> _Input for this task_:
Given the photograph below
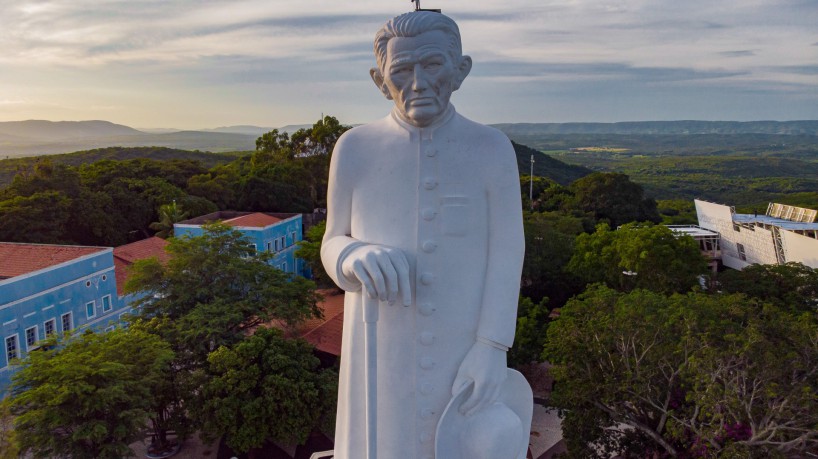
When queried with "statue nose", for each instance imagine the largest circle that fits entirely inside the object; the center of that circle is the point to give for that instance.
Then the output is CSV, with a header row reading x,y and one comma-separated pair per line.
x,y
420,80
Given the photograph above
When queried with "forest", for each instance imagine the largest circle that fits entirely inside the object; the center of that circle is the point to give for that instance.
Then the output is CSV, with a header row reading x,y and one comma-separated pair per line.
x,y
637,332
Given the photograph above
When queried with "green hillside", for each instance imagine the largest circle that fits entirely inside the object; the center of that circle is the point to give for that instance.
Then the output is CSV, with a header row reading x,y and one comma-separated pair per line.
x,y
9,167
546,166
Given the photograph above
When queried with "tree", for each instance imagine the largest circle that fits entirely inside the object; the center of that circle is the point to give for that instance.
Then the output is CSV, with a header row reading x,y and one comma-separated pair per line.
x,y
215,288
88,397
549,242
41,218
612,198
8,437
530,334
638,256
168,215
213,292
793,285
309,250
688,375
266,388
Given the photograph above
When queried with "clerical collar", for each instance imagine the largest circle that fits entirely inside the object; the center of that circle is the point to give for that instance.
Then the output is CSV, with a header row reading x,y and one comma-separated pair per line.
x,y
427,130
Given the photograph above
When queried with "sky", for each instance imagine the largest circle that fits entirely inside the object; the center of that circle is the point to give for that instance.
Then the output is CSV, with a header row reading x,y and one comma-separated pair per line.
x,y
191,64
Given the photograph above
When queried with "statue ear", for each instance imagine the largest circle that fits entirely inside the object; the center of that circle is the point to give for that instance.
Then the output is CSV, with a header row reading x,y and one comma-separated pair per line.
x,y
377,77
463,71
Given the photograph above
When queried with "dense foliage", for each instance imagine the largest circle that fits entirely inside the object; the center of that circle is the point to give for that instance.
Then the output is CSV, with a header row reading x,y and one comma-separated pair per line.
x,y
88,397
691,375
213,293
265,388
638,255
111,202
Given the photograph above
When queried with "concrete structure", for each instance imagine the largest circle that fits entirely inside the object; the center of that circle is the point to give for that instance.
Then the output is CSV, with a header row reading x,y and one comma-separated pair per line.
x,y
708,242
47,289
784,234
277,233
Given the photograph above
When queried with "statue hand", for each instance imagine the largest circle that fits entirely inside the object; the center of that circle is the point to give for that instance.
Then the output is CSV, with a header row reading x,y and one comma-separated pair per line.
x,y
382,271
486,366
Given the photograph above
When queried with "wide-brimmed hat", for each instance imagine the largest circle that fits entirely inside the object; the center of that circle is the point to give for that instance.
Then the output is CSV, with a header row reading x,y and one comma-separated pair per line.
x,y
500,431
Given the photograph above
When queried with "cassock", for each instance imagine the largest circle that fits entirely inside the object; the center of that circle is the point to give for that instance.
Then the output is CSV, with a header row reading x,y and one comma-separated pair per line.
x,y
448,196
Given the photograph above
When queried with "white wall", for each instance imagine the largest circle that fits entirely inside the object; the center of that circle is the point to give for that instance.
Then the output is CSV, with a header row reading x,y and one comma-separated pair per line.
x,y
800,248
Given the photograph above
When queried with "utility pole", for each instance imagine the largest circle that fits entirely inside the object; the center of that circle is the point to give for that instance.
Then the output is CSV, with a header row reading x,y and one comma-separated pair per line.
==
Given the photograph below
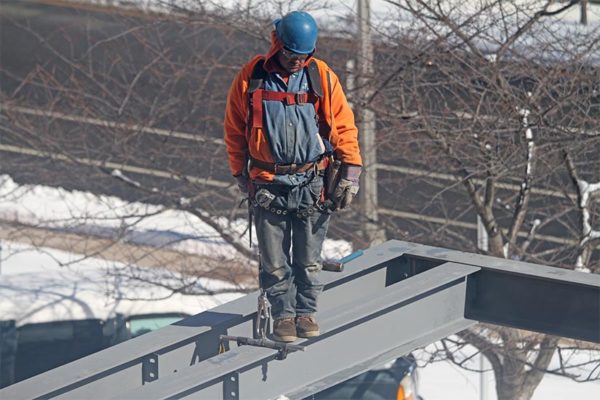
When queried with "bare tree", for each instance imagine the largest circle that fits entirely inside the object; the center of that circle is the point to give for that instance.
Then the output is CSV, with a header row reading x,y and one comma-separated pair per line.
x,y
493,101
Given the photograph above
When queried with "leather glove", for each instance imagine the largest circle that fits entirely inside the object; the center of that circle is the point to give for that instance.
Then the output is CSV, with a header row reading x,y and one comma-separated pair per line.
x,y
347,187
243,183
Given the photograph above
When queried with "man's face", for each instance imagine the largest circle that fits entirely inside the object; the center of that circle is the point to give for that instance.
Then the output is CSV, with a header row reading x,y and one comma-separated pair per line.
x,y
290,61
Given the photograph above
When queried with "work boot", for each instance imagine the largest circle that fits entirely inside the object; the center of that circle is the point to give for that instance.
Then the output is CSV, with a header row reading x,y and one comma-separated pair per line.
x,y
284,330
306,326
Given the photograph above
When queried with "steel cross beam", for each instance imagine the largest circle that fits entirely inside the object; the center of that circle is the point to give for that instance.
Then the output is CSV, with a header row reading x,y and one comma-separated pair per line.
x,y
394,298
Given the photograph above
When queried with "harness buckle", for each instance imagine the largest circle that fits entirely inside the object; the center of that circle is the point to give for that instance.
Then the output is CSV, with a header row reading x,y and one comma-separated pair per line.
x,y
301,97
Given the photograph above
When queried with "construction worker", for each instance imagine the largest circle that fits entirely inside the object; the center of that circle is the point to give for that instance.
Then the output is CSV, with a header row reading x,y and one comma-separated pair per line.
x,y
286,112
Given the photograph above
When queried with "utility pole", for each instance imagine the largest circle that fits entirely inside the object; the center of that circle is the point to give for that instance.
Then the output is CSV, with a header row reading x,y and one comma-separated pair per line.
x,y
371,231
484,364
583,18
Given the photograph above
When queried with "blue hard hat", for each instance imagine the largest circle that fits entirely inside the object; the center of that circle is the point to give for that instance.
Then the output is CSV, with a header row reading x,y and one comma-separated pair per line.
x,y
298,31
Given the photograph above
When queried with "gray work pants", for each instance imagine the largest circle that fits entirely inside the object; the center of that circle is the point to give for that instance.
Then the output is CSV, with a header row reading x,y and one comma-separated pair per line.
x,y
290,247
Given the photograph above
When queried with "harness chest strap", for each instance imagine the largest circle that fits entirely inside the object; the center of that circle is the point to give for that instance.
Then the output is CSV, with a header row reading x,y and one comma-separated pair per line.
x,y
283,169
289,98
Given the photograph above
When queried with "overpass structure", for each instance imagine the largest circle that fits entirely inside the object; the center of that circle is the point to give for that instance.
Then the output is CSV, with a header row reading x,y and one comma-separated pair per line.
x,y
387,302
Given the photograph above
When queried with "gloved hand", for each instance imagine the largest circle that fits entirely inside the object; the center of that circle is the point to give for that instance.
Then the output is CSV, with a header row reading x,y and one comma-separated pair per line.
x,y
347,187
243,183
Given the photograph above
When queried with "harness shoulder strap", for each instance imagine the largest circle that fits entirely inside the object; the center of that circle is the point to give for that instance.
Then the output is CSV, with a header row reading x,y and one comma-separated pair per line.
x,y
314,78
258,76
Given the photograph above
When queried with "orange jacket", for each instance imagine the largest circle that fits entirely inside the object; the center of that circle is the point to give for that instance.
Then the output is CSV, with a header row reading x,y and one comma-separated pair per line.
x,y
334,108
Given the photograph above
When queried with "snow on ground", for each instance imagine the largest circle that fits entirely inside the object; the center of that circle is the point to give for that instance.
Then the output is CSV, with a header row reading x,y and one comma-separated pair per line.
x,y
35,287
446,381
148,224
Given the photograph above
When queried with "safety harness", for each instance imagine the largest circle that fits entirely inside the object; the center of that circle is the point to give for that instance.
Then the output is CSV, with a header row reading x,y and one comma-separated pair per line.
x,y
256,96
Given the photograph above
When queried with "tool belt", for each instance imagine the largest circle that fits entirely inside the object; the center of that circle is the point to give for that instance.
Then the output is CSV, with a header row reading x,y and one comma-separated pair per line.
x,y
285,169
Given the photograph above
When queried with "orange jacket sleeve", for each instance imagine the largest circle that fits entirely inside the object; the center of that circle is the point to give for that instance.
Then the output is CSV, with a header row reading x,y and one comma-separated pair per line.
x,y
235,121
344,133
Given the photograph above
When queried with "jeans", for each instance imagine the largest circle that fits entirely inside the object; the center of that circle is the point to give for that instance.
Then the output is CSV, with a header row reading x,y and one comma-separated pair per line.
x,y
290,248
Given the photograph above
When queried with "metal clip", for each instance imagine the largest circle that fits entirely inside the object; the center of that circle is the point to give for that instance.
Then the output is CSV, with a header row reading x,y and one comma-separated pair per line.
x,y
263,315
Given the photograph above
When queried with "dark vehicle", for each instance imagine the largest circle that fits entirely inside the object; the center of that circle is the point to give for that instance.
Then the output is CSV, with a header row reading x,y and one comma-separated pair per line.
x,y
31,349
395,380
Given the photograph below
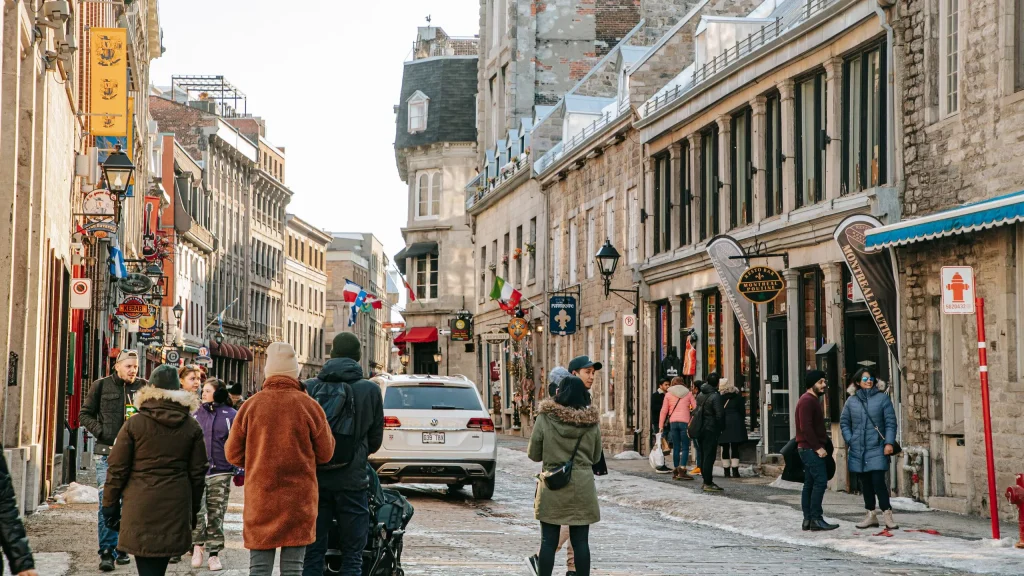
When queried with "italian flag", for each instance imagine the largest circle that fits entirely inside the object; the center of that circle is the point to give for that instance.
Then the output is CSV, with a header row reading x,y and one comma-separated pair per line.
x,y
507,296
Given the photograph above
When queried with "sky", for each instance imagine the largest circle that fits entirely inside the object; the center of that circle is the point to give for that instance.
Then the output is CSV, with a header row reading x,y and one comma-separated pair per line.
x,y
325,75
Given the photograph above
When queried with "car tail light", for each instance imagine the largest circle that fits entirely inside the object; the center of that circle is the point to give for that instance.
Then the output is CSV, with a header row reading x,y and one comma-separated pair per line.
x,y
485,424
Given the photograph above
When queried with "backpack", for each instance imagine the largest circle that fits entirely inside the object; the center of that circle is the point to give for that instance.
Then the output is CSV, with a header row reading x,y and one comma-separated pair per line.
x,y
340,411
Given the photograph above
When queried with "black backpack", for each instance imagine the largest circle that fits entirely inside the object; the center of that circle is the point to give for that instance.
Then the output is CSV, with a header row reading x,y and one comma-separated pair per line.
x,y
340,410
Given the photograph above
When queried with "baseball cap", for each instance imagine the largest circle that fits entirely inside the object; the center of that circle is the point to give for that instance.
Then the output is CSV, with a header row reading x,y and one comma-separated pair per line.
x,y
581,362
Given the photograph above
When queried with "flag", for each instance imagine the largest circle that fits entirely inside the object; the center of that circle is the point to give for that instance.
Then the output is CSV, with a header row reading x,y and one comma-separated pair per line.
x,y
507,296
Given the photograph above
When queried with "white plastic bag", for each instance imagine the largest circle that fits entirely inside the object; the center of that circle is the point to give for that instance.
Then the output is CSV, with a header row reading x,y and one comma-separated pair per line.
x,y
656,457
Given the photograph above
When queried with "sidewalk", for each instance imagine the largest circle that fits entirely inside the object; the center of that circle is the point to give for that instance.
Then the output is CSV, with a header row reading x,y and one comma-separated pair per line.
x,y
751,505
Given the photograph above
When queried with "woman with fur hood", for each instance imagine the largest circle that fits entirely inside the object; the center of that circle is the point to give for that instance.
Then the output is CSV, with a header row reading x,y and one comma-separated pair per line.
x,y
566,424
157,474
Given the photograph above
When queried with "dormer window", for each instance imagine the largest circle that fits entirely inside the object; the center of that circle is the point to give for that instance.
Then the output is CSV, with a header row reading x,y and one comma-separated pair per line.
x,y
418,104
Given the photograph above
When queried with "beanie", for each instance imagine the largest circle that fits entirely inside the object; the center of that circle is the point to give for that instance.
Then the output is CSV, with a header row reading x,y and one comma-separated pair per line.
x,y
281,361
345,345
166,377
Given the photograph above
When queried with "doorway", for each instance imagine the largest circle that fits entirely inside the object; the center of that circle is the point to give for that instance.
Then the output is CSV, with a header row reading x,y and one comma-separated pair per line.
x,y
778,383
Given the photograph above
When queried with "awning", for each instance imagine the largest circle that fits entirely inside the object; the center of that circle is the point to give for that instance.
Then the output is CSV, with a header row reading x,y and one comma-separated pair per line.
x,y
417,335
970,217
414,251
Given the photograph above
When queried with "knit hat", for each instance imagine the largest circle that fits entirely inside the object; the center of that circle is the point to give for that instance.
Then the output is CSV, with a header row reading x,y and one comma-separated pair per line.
--
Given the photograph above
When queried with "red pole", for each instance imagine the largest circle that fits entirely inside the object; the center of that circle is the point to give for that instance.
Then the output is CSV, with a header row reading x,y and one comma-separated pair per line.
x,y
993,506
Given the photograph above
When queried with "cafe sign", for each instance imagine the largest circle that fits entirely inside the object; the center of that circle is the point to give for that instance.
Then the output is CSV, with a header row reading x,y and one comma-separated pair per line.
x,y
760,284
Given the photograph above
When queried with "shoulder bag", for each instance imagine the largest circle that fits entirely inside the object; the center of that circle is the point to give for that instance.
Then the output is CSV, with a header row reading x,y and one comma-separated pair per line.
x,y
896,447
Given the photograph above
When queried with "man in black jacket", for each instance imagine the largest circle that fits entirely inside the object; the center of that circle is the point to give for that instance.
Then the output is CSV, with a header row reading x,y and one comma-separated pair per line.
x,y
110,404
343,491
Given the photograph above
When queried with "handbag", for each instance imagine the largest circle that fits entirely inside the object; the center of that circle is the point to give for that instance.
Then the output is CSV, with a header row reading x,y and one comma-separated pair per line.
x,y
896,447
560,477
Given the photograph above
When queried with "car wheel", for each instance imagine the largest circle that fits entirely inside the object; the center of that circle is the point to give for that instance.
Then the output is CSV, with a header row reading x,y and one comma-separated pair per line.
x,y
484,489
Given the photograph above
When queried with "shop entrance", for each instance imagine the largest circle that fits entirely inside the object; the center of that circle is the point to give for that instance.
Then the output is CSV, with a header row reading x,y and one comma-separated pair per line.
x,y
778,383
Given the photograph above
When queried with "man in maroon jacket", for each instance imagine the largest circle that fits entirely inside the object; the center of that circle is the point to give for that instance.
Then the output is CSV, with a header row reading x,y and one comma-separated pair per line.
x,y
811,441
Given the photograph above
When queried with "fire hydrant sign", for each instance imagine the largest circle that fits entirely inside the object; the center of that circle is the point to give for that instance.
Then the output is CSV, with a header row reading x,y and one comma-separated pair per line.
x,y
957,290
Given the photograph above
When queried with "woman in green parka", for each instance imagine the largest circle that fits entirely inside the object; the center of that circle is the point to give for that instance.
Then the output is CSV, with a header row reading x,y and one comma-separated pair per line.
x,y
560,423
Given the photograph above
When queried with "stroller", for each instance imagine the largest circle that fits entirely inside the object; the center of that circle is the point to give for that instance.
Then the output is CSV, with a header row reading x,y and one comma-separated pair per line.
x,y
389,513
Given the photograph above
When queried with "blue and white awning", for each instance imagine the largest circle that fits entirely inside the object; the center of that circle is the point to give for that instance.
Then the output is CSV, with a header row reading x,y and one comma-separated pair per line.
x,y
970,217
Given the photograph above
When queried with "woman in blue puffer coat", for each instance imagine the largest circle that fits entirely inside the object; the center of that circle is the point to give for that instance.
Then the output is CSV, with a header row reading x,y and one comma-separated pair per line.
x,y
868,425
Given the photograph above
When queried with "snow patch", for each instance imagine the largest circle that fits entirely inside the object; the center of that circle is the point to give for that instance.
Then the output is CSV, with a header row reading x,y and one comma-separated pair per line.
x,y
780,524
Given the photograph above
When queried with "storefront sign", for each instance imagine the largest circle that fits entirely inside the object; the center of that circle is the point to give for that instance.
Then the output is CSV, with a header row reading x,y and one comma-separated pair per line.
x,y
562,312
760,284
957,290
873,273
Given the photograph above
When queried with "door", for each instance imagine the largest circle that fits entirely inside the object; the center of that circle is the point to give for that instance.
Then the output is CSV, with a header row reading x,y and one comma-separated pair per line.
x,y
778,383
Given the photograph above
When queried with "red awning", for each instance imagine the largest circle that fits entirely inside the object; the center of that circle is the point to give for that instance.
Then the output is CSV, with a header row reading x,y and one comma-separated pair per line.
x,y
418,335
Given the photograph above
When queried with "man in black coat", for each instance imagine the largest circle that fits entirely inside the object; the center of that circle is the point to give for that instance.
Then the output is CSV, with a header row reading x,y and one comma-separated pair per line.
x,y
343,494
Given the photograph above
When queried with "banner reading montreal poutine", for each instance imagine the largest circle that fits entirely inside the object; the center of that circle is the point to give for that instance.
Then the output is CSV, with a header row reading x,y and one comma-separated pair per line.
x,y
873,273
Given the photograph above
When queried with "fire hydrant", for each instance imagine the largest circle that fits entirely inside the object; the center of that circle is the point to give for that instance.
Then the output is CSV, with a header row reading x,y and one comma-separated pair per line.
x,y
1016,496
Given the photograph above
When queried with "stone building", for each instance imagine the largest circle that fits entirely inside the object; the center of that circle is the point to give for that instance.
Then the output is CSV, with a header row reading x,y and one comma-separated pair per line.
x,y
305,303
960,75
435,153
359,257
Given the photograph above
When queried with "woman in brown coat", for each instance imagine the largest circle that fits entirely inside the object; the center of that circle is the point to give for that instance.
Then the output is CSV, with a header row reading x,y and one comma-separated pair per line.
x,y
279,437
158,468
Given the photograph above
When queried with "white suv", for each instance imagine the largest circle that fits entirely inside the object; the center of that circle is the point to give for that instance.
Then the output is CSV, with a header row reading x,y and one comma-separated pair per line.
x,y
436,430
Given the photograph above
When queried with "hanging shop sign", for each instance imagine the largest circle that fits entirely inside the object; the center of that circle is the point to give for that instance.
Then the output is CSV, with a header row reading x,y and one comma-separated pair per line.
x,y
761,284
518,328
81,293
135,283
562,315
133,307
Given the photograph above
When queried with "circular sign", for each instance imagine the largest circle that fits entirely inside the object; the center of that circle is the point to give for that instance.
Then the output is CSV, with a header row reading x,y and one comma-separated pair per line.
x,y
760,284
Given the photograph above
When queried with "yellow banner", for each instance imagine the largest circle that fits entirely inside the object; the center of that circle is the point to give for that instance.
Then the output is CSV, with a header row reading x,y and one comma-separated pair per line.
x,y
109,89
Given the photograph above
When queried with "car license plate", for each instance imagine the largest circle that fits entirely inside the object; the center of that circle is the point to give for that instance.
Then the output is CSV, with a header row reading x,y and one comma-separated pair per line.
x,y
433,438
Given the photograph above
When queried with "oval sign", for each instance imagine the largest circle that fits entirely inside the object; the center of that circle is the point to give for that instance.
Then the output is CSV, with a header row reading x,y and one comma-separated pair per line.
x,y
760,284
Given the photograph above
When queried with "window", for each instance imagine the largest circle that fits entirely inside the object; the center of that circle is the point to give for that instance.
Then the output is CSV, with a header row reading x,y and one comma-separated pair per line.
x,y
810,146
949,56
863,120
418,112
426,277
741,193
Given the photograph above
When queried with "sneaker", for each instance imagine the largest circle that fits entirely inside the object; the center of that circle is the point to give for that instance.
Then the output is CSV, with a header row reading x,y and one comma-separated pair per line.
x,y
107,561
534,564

> _Your task_: Count the lines in the records above that contain the word "statue", and give only that number.

> _Response to the task_: 3